** RECORDS SUPPLIED **
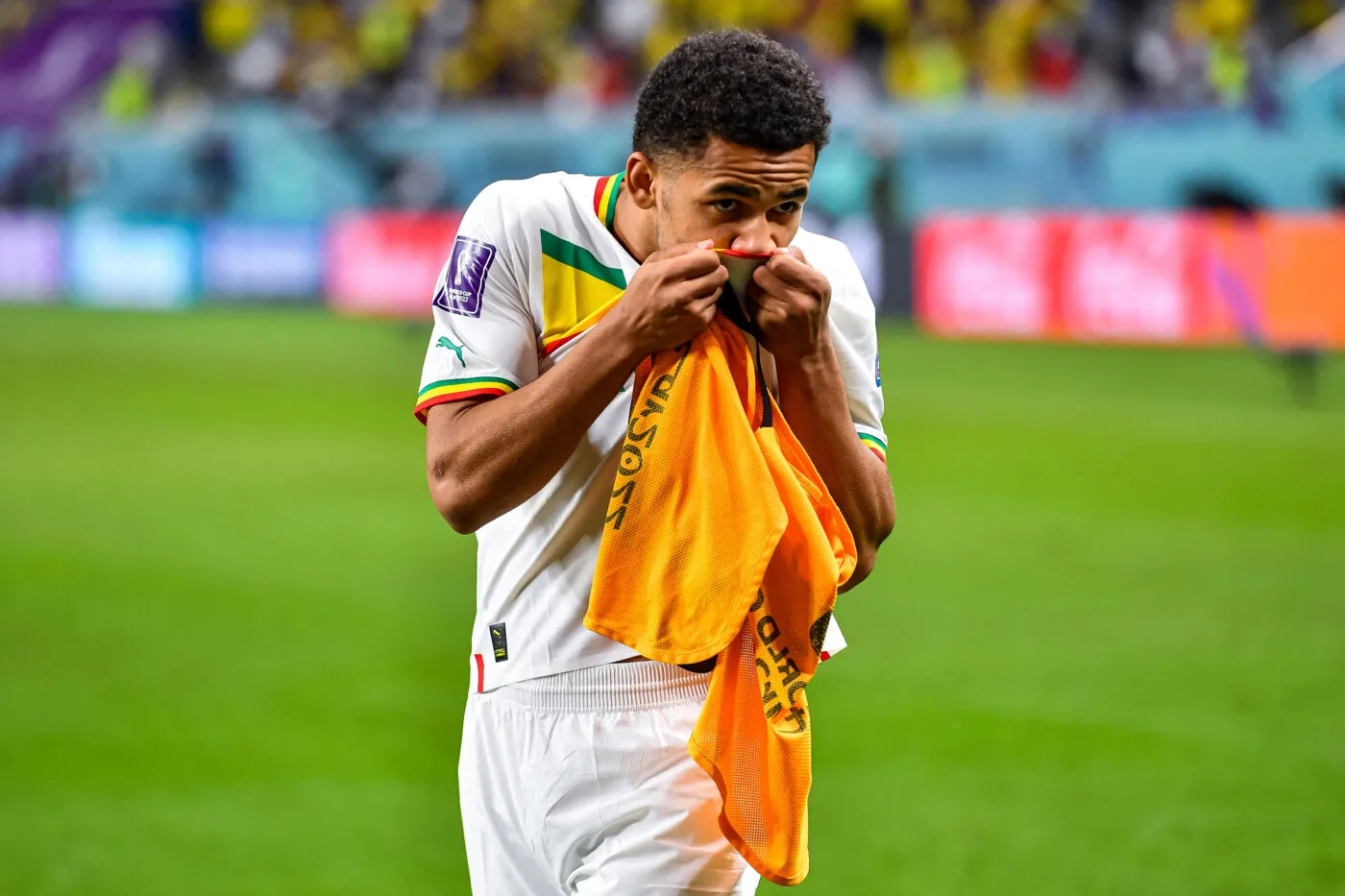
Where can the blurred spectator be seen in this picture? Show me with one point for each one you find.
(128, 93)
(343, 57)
==
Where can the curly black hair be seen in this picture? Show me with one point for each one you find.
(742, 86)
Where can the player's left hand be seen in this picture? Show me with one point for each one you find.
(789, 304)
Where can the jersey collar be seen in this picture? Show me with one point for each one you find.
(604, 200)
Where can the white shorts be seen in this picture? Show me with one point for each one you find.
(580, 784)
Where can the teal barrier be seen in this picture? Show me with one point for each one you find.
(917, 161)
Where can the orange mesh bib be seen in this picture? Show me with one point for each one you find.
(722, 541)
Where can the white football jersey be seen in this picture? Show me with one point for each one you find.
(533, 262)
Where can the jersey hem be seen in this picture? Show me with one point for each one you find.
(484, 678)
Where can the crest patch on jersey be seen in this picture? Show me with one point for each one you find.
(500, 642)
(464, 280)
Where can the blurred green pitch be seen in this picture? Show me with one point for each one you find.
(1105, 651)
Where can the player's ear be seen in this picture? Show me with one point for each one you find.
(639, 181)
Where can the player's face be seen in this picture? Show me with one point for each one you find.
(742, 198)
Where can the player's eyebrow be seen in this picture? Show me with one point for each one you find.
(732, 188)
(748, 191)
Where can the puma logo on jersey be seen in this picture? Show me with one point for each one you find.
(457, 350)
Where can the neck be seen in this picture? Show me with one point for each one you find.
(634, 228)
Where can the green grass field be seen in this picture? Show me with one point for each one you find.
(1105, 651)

** AIM **
Return every line of the entries above that contains the word "jersey".

** RESPONSE TO THE TASK **
Where can the jersey collar be seen in this picture? Show me with one point for each one you find.
Where can the white football jersey be seen in this picture? Show me with one point for each one you find.
Where can the jersey hem be seen in this picture? Show me with one point for each one you find.
Where can the crest patch on jersey be seen in this picture? Show me with one point for each one you find.
Where can the puma logo on jersey be seen in this picture? Show me with one point for each one you find.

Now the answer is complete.